─── Task data ───

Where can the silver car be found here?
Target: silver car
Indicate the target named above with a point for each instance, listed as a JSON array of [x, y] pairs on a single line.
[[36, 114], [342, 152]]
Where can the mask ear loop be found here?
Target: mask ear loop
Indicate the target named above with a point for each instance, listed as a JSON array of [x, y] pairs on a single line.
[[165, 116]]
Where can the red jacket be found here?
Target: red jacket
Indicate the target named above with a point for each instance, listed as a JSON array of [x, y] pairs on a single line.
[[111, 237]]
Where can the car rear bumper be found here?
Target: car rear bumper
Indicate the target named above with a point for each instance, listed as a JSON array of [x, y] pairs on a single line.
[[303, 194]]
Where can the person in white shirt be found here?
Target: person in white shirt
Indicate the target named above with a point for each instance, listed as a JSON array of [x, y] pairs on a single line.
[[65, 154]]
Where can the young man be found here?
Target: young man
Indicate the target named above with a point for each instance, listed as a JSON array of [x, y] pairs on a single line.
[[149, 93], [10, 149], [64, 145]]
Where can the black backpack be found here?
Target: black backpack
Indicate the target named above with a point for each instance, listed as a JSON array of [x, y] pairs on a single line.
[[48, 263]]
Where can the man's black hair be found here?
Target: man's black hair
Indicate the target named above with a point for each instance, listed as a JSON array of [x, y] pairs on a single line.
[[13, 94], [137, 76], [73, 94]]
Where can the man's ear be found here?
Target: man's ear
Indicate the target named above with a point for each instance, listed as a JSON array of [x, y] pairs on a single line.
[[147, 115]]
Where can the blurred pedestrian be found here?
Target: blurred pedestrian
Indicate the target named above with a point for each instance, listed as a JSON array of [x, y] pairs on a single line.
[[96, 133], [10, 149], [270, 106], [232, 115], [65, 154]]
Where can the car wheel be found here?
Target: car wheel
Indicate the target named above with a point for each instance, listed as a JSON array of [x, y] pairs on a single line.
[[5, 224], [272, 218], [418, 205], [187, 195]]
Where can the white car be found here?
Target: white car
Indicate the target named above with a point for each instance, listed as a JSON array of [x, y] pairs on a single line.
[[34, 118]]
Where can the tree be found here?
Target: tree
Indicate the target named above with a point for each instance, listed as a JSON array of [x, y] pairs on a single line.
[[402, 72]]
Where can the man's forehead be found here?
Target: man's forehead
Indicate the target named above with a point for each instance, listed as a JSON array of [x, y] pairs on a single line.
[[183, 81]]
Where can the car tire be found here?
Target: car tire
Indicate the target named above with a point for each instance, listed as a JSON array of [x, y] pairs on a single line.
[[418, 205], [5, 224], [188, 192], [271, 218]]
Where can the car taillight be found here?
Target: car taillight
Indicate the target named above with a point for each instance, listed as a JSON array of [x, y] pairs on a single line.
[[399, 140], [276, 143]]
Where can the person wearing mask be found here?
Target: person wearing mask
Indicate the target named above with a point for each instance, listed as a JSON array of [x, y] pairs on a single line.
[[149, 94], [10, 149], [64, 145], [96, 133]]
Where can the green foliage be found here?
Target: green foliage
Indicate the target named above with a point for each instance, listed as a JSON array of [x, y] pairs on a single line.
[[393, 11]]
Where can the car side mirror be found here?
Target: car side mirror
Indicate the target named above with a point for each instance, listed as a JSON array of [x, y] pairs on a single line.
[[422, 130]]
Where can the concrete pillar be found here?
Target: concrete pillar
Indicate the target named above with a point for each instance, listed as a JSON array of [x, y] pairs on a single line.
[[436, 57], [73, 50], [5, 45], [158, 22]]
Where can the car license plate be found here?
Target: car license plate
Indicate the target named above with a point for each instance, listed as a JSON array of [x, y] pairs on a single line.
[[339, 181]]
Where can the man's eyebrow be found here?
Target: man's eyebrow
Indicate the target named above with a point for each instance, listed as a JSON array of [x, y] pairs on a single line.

───

Task ▸ Using the records above, select and copy every line that has the word "mask".

Response ▸
Where can the mask ear loop be found here?
Target: mask ear loop
Where can the person wearing mask be found here?
Target: person wearing mask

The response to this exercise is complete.